## Start

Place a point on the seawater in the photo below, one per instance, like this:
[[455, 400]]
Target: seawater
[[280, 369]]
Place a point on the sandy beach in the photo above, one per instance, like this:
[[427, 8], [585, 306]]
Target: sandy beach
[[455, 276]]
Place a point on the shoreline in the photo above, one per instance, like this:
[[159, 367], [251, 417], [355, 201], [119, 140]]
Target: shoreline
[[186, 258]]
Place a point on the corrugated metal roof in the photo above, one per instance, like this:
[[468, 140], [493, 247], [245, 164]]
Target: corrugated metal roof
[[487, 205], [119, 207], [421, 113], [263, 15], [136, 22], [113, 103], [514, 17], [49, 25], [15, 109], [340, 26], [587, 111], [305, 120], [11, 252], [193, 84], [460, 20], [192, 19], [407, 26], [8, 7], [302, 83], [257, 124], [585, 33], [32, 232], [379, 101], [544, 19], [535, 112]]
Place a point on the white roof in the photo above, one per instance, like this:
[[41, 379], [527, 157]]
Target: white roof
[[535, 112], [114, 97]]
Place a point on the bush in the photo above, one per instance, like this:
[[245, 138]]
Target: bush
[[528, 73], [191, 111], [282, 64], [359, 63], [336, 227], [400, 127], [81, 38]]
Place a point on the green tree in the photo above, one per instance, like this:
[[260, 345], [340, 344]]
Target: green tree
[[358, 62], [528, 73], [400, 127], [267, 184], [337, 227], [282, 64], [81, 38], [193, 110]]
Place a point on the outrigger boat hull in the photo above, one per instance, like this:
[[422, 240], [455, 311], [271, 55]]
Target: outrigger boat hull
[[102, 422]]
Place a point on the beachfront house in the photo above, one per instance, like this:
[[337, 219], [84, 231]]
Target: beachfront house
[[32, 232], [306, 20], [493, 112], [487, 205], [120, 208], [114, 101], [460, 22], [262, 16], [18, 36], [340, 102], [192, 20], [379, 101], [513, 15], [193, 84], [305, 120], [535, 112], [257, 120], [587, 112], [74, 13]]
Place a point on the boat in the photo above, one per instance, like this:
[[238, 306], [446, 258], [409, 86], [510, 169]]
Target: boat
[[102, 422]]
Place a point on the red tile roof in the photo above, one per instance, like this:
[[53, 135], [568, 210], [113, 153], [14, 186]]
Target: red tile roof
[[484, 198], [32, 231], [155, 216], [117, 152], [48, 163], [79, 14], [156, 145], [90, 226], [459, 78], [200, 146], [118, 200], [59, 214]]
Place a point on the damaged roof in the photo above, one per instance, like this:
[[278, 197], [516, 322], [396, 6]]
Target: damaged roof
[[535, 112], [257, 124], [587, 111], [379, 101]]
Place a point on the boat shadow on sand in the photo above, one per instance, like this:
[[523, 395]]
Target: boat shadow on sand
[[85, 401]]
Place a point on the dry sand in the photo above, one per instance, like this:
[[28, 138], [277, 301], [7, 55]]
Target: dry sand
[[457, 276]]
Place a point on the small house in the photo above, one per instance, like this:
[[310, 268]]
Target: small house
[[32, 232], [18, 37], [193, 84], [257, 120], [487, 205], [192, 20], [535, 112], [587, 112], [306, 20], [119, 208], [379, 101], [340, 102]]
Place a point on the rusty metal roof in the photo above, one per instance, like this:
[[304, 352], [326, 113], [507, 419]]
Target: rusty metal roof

## End

• _Exercise instructions_
Format every line of the rows above as a JSON list of strings, one string per line, omitting blank lines.

• _Answer to this exercise_
[
  "Place a point on the seawater in the photo below, one per instance, like this:",
  "[[455, 400]]",
  "Target: seawater",
  "[[280, 369]]",
  "Place a point on the sandy beach in the photo above, one per instance, like this:",
  "[[427, 8], [585, 306]]",
  "Target: sandy beach",
  "[[455, 276]]",
  "Place a point on the shoreline in the photo above, one per instance, like this:",
  "[[159, 367], [251, 417], [355, 201], [119, 140]]",
  "Target: shoreline",
  "[[186, 258]]",
  "Place a point on the corrugated metal roof in the photo above, one per instance, like this:",
  "[[468, 140], [493, 247], [245, 164]]",
  "Target: corrugated metal roof",
  "[[487, 205], [119, 207], [421, 113], [263, 15], [136, 22], [113, 103], [514, 17], [49, 25], [15, 109], [340, 26], [587, 111], [305, 120], [11, 252], [193, 84], [460, 20], [192, 19], [407, 26], [8, 7], [302, 83], [257, 124], [585, 33], [32, 232], [379, 101], [544, 19], [535, 112]]",
  "Place a point on the white roof in the photo above, one per instance, like this:",
  "[[41, 379], [527, 157]]",
  "Target: white roof",
  "[[535, 112], [114, 97]]",
  "Place a point on the bush in the photo above, one per instance, like this:",
  "[[245, 138]]",
  "Target: bush",
  "[[528, 73], [191, 111], [282, 64], [359, 63], [336, 227], [400, 127], [81, 38]]",
  "Place a point on the green tree in the photo above, one per instance, like this:",
  "[[260, 345], [340, 344]]",
  "Target: green tree",
  "[[358, 62], [528, 73], [400, 127], [267, 184], [337, 227], [282, 64], [81, 38], [193, 110]]",
  "Place a point on the outrigger boat hull in the photo above, one per instance, like this:",
  "[[422, 240], [455, 311], [271, 55]]",
  "Target: outrigger boat hull",
  "[[102, 422]]",
  "Place a point on the beachfront house in the photo above, one per instance, like this:",
  "[[337, 219], [84, 231]]",
  "Target: beachfront house",
  "[[32, 232], [306, 20], [493, 112], [487, 205], [120, 208], [114, 101], [460, 22], [262, 16], [18, 36], [340, 102], [192, 20], [379, 101], [513, 15], [193, 84], [305, 120], [535, 112], [257, 120], [587, 112], [74, 13]]",
  "Place a point on the boat in the photo above, one per instance, like this:",
  "[[238, 306], [446, 258], [409, 86], [510, 169]]",
  "Target: boat",
  "[[102, 422]]",
  "Place a point on the red tile roof in the photo above, one per instance, like this:",
  "[[53, 135], [568, 210], [113, 153], [14, 186]]",
  "Target: red tile roof",
  "[[484, 198], [32, 231], [155, 216], [117, 152], [48, 163], [79, 14], [156, 145], [90, 226], [459, 78], [200, 146], [118, 200], [59, 214]]",
  "Place a point on the damaged roof in the photo above, one per instance, like this:",
  "[[278, 197], [516, 322], [396, 6]]",
  "Target: damaged roof",
  "[[535, 112], [257, 124], [587, 111], [379, 101]]",
  "Place a point on the boat shadow on sand in the photo above, one per instance, like this:",
  "[[523, 395]]",
  "Target: boat shadow on sand",
  "[[85, 401]]",
  "Place a point on the dry sand in the photo above, one per instance, like this:",
  "[[28, 138], [277, 301], [7, 55]]",
  "Target: dry sand",
  "[[457, 276]]",
  "Place a point on the small house in the photo above, one per instance, like this:",
  "[[310, 268]]",
  "Target: small house",
  "[[32, 232], [18, 37], [193, 84], [257, 120], [487, 205], [192, 20], [535, 112], [587, 112], [306, 20], [119, 208], [379, 101], [340, 102]]",
  "Place a point on the rusty metal roof in the photo above, one per instance, like this:",
  "[[304, 352], [326, 113], [507, 419]]",
  "Target: rusty metal roof"
]